** Start Exercise materials **

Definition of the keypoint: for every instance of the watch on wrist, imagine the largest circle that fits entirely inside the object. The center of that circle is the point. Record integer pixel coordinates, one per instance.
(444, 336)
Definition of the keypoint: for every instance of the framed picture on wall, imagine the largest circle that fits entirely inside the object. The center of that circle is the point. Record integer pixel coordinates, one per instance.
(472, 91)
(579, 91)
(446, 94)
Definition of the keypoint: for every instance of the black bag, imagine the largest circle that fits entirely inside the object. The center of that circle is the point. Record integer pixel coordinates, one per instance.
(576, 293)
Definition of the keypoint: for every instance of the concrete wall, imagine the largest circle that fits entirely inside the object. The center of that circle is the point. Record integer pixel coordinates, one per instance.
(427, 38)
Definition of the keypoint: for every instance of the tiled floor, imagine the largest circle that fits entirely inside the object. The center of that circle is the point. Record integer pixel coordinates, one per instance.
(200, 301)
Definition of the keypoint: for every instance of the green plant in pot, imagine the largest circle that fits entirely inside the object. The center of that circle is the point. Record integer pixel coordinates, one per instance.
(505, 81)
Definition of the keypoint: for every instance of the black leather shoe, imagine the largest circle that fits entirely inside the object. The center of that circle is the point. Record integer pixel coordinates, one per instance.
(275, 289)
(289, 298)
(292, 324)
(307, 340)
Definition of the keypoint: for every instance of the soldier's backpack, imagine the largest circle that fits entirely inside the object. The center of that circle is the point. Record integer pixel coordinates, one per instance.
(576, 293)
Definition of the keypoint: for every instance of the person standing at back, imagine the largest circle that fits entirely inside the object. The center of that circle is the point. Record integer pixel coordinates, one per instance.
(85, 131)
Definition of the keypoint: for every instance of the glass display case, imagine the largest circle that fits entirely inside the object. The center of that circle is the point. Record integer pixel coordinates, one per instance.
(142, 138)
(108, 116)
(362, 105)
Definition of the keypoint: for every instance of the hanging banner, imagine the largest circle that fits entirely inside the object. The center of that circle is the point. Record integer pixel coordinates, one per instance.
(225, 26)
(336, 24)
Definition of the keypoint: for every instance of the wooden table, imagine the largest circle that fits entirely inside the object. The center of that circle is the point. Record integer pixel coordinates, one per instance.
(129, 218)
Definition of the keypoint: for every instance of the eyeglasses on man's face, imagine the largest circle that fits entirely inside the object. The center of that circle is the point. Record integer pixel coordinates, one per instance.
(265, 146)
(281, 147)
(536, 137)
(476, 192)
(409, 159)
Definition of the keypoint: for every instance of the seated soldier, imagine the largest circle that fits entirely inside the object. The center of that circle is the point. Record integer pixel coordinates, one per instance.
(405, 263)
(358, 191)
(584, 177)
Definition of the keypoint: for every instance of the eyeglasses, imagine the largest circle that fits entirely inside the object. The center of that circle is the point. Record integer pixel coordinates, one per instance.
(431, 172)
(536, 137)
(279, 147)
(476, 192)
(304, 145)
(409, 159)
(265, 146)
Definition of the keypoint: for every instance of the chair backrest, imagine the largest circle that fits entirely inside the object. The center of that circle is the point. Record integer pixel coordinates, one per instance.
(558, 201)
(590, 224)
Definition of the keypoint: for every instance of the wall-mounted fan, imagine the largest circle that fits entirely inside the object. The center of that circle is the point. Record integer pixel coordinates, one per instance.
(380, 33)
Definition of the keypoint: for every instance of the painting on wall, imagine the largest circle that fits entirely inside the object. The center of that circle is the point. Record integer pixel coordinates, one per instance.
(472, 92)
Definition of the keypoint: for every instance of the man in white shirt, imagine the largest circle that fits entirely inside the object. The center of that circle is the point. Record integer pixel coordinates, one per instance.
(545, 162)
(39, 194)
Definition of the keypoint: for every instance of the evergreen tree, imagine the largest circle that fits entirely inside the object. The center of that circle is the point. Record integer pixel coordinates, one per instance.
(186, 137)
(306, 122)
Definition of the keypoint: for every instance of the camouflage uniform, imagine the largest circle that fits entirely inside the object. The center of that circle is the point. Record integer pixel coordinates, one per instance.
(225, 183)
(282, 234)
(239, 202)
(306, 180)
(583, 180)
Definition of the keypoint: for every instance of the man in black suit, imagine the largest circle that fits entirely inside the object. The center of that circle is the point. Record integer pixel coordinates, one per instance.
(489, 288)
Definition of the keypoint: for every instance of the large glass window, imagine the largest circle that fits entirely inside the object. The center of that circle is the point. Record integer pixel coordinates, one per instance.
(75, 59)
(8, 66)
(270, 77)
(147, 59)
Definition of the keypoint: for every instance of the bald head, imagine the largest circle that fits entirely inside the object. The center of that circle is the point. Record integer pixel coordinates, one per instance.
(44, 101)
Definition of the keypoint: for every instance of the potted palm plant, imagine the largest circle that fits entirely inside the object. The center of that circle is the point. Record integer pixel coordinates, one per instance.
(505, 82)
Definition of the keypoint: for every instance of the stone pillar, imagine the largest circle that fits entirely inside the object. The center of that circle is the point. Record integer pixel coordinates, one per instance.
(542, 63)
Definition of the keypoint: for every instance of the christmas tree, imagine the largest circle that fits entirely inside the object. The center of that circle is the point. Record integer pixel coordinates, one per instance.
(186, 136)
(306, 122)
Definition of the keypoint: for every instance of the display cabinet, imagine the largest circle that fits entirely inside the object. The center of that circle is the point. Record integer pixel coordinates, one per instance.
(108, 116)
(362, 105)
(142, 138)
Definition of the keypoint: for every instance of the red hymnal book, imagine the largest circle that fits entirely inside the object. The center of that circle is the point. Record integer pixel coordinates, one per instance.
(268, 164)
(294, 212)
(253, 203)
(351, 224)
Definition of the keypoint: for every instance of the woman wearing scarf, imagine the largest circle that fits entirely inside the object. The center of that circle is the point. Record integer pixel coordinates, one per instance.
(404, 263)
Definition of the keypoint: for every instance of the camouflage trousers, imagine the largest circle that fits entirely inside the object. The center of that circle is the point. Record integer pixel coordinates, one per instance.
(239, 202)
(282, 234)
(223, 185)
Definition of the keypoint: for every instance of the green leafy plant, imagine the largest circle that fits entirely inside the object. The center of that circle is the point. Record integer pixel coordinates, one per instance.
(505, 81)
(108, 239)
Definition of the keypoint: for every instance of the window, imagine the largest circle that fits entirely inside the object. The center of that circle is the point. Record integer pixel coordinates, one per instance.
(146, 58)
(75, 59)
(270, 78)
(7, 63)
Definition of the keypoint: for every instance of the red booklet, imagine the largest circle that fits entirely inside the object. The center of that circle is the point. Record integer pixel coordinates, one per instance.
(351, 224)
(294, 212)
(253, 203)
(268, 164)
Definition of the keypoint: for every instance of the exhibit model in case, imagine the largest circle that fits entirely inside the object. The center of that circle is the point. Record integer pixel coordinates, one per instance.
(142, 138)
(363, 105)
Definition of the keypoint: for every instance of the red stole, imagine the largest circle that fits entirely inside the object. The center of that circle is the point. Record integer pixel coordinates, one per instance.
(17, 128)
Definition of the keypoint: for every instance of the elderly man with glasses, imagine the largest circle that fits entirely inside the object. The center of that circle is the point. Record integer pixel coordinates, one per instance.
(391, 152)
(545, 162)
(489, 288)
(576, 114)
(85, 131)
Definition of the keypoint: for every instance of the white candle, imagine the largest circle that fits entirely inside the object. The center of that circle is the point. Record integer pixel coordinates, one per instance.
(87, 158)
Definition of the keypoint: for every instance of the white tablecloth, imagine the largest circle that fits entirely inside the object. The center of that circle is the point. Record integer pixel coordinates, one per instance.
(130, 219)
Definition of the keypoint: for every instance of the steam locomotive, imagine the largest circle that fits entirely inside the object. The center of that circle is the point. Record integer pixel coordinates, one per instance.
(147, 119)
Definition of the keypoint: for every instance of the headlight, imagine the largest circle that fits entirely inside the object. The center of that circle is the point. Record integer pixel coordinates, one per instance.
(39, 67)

** End Exercise materials **

Goal ▸ Extract all of the material exactly as it is written.

Response to this task ▸
Definition of the keypoint: for every instance of the watch on wrist, imagine the largest circle that fits entirely inside the object. The center of that circle is the point. Record integer pixel coordinates, one per instance.
(444, 336)
Definition of the keypoint: for every instance of the framed picture on wall, imagine the largest circle that fits entirely inside the object. The center of that circle is the point. Record integer pixel coordinates, one per instance.
(472, 91)
(579, 91)
(446, 94)
Definition of the keypoint: for every instance of the black bag, imagine the largest circle that fits entirely inside the object. The center of that circle is the point. Record integer pixel coordinates, one per instance.
(576, 293)
Definition of the keypoint: for every instance of the concrete wall, imagine the largest circle that fits entirely inside the object. The center of that circle is the point. Record integer pixel coordinates, one per instance.
(427, 38)
Definition of the keypoint: for every instance of the tiled floor, imagine the largest circle that fits entirely inside the object. The center of that circle is the point. Record integer pixel coordinates, one per instance.
(200, 301)
Definition of the keypoint: for every instance of the green plant in pot, imagine the largest circle that fits entirely inside the object. The center of that circle is the point. Record integer pixel coordinates, one per instance.
(505, 81)
Definition of the keypoint: for every instance of the black leather shoe, imagine the largest circle that fits entirely inside the object. The center of that circle is the point. Record integer pixel coordinates, one per instance.
(275, 289)
(289, 298)
(292, 324)
(307, 340)
Definition of the keypoint: for every instance of the soldier's backpack, imagine the largest circle that fits entirely inside the object. The center of that circle is the point. Record integer pixel coordinates, one per instance.
(576, 293)
Definition of the keypoint: for every instance of the person standing at back, imagine the largest circle that fits entirely inside the object. The center of that circle is the point. Record integer pixel coordinates, one per instance.
(85, 131)
Definition of the keypoint: for every instance of the glass display case, imagine the largest circle that fits entirely inside the object. The center of that circle is the point. Record integer pixel coordinates, one per instance.
(142, 138)
(108, 116)
(362, 105)
Definition of the keypoint: for every instance of the hanging banner, imagine the largest circle that fits entirely inside the object. The center of that circle is the point. Record integer pixel coordinates, one per instance.
(225, 26)
(336, 24)
Definition of the keypoint: for every instance of the wooden table, imagine the largest circle that fits entirely inside the object. The center of that circle is the point. Record integer pixel coordinates, one per instance.
(129, 218)
Definition of the keypoint: for every instance of the eyeglasses on man's face, imagine the largest circle that fits entirely inside the object. The center of that circle is the point. Record integer pixel coordinates, one per instance.
(265, 146)
(281, 147)
(536, 137)
(476, 192)
(409, 159)
Definition of the keypoint: for every instance of the seated soldier, imagine the largest circle that fits entirely inside the object. The center of that circle is the point. Record integer pixel coordinates, one per instance.
(405, 263)
(358, 191)
(584, 177)
Definition of the keypoint: for every instance of the eyeglasses, imagine the largest circle that fits entirely inside the object. The center of that circle is the point. Record integer pixel coordinates, one per instance.
(431, 172)
(536, 137)
(279, 147)
(476, 192)
(304, 145)
(409, 159)
(265, 146)
Definition of the keypoint: for every instance of the chair backrest, imagine the largest circle that fits entirely inside the object. The center of that circle is the point. Record integer pixel coordinates, one per instance.
(558, 201)
(590, 224)
Definition of the keypoint: for every instance of the wall-mounted fan, imagine the largest circle that fits entirely inside the object. The center of that circle is the point. Record integer pixel coordinates, one per instance.
(380, 33)
Definition of the keypoint: for every instance of the painting on wall, imagine the largest circle that fits entirely inside the object. The center of that circle is the point. Record integer pixel coordinates, one per instance.
(472, 92)
Definition of the keypoint: for every instance of the man in white shirt, imagine the largest circle that fits entirely inside the object. The center of that circle is the point. Record integer pixel coordinates, one per instance.
(545, 162)
(39, 194)
Definition of the keypoint: for every instance of the evergreen tree, imagine the largest circle that fits entirely inside the object. The center of that circle is the point. Record integer pixel coordinates, one per instance.
(186, 137)
(306, 122)
Definition of the keypoint: for every instance of the camouflage uniform, imagine the largest circle that fits entirely inside the object. The center of that circle is the point. Record integer pixel coordinates, one per instance.
(225, 183)
(282, 234)
(239, 202)
(306, 180)
(583, 180)
Definition of the keypoint: for every instance of the man in black suit, imagine the largest circle that fits entirely inside the object. The center of that circle is the point. Record integer pixel coordinates, one per instance.
(489, 288)
Definition of the keypoint: for every instance of the large glass window, imagine the largest circle that fits entirely inside the object. The center of that circle is the point. Record integer pixel coordinates, one per instance.
(75, 59)
(8, 66)
(270, 77)
(147, 59)
Definition of the keypoint: for every instance of the bald head, imagine the largest circle that fits entirely inside the object. The center of that circle is the point. Record integer pixel coordinates, one per instance.
(44, 101)
Definition of the keypoint: for every instance of the potted palm plant, imagine the largest circle that fits entirely inside the object. The center of that circle is the point. Record integer pixel coordinates, one per instance.
(505, 82)
Definition of the keypoint: for every instance of the stone pillar, imagine the largest circle that fits entirely inside the object. The center of that circle is the point. Record integer pixel coordinates, one per instance.
(542, 63)
Definition of the keypoint: for every instance of the christmas tree, imagine the largest circle that fits entirely inside the object. The center of that circle is the point. Record integer pixel coordinates, one per instance.
(186, 136)
(306, 122)
Definition of the keypoint: for every instance of the display cabinet, imagine the largest circle that fits entirely inside the object. The center of that circle is the point. Record integer pixel coordinates, one per instance.
(108, 116)
(362, 105)
(142, 138)
Definition of the keypoint: for every instance of the red hymnal book, imagine the largest circle that fits entirely inside the object. The center of that circle is the point. Record integer pixel coordinates, one per instance.
(268, 164)
(294, 212)
(253, 203)
(351, 224)
Definition of the keypoint: for every instance of the woman wearing scarf, imagine the largest circle that fits entirely inside the object. The center of that circle is the point. Record integer pixel coordinates, one per instance.
(404, 263)
Definition of the keypoint: for every instance of the camouflage trousers, imagine the largest circle that fits entirely inside the object. The center of that circle is the point. Record integer pixel coordinates, one per instance.
(239, 202)
(282, 234)
(223, 185)
Definition of the keypoint: for every instance of the green leafy plant, imagine the largest circle that fits entirely inside the object. The center of that circle is the point. Record integer pixel coordinates, one per instance.
(505, 81)
(108, 239)
Definition of the keypoint: for every instance of the window, imagine the largest circle that fits entirely inside the object. The center of that circle is the point. Record integer pixel coordinates, one per instance.
(146, 58)
(75, 59)
(270, 78)
(7, 63)
Definition of the keypoint: for every instance of the red booklet, imagine the largest circle that fits entirely inside the object. The center of that circle is the point. Record integer pixel coordinates, one per instance.
(351, 224)
(294, 212)
(253, 203)
(268, 164)
Definition of the keypoint: for every instance of the exhibit model in case, imagine the largest circle that fits entirely inside the object. The center of that circle is the point. Record integer pixel coordinates, one per instance.
(142, 138)
(363, 105)
Definition of the keypoint: for every instance of the red stole, imagine the largest circle that fits entirely inside the object. The center of that circle is the point. Record integer pixel coordinates, one per instance.
(17, 128)
Definition of the keypoint: for every instance of the elderly man with glasses, imagine the largest circle that fits entirely inside the object. The center of that circle is the point. Record integer pixel coordinates, one per instance.
(391, 152)
(545, 162)
(489, 288)
(576, 114)
(85, 131)
Definition of the keypoint: for every instance of the white candle, imagine the largest circle that fits entirely inside the object. The center of that circle is the point. Record integer pixel coordinates, one per instance.
(87, 158)
Definition of the keypoint: for every instance of the white tablecloth, imagine the largest circle that fits entirely inside the object. The center of that circle is the point. Record integer pixel coordinates, one per instance.
(130, 219)
Definition of the keypoint: for every instance of the steam locomotive, imagine the largest circle that fits entirely inside the object. The center of that circle is the point. Record integer pixel coordinates, one per instance.
(147, 119)
Definition of the keypoint: for every instance of the headlight, imagine the largest circle that fits entirely inside the object. The center of that circle is the point. Record integer pixel coordinates, one per instance.
(39, 67)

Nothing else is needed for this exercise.